_Problem statement_. Count the lines in the items below that contain the word "rocky", and reply with that number alone.

── Extracted entries ──

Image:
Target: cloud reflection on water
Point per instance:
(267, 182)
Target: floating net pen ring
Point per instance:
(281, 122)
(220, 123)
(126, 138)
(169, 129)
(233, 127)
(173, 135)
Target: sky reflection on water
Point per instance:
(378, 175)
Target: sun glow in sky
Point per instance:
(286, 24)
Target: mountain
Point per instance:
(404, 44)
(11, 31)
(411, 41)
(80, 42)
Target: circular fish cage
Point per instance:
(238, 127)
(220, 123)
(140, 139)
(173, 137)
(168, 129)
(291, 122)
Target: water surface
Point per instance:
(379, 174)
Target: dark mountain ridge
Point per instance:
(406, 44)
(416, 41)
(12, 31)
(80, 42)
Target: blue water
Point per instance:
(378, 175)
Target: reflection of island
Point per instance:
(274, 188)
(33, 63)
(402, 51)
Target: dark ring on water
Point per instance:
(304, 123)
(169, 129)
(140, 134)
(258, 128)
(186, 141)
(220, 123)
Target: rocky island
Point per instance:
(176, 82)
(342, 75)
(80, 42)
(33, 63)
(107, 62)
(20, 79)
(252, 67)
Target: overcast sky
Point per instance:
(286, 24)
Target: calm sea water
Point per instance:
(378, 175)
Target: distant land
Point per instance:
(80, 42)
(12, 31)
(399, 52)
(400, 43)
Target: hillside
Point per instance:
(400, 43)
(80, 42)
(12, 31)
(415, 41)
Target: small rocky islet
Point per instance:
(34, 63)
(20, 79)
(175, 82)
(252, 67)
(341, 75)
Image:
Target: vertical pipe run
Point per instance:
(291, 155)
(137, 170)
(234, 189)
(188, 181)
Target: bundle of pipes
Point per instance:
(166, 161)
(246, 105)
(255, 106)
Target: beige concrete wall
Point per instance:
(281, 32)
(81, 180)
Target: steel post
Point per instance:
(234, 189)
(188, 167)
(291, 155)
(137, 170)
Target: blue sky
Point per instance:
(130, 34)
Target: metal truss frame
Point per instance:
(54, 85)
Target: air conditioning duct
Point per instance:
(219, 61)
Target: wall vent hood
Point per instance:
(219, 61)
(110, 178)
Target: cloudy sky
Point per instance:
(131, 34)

───
── Extracted entries ──

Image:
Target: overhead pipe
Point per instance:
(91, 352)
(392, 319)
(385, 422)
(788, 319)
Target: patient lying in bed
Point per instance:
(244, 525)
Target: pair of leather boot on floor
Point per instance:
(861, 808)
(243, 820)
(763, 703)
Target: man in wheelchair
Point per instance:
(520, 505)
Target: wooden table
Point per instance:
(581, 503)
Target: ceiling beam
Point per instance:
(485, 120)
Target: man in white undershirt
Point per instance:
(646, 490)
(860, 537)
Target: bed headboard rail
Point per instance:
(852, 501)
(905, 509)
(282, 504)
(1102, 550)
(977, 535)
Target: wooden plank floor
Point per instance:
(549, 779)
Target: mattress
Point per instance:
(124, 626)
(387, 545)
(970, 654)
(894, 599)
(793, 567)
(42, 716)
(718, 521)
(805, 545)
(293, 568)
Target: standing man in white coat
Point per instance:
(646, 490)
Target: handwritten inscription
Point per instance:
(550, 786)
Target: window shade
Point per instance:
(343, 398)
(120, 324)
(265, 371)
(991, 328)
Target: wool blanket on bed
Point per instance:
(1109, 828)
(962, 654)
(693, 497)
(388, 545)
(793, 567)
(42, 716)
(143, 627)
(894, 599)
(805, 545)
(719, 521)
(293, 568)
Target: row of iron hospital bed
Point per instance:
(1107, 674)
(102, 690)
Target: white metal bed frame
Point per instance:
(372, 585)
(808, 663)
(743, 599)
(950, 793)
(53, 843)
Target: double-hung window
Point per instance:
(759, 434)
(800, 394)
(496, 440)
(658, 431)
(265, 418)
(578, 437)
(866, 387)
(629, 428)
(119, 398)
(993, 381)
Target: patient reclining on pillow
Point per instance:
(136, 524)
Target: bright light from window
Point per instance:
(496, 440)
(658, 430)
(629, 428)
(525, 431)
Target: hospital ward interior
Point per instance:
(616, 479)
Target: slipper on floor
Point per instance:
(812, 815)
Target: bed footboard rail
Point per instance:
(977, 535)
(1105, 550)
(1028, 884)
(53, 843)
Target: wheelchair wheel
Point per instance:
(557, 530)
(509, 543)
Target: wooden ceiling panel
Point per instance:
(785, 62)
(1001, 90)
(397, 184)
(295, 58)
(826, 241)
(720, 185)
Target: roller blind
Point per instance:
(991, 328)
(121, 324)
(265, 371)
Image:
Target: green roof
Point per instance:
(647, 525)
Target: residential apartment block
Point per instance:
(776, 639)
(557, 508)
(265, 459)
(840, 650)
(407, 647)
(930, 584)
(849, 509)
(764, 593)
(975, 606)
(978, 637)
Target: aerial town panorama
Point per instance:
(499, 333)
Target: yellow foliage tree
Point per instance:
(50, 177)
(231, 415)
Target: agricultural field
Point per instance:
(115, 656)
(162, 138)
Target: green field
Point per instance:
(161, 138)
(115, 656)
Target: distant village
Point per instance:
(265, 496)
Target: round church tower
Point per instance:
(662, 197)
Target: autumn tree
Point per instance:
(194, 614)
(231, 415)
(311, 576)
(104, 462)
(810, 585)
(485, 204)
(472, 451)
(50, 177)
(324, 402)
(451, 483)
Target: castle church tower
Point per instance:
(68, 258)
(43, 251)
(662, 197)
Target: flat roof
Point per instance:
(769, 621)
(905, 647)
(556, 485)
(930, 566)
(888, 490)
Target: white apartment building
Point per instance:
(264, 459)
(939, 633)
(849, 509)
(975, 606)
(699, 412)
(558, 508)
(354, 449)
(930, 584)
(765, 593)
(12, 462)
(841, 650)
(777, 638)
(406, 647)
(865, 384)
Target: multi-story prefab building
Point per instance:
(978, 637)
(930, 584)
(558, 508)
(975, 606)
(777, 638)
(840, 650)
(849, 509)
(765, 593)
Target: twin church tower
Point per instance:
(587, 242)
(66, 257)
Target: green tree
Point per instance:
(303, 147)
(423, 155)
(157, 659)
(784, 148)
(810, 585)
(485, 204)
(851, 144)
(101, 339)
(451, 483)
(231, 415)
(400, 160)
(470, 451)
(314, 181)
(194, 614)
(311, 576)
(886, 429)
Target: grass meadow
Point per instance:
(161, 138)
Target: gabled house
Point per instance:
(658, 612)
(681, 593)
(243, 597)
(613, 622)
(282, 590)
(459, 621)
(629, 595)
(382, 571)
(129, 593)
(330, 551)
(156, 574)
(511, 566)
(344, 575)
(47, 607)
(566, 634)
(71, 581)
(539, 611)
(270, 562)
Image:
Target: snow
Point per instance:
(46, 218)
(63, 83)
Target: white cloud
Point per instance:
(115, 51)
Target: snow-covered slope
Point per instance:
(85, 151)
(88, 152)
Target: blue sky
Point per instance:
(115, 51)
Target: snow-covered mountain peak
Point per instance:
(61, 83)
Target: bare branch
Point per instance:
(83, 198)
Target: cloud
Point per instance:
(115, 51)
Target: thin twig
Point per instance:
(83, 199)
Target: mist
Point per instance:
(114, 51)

───

_Correct answer_. 2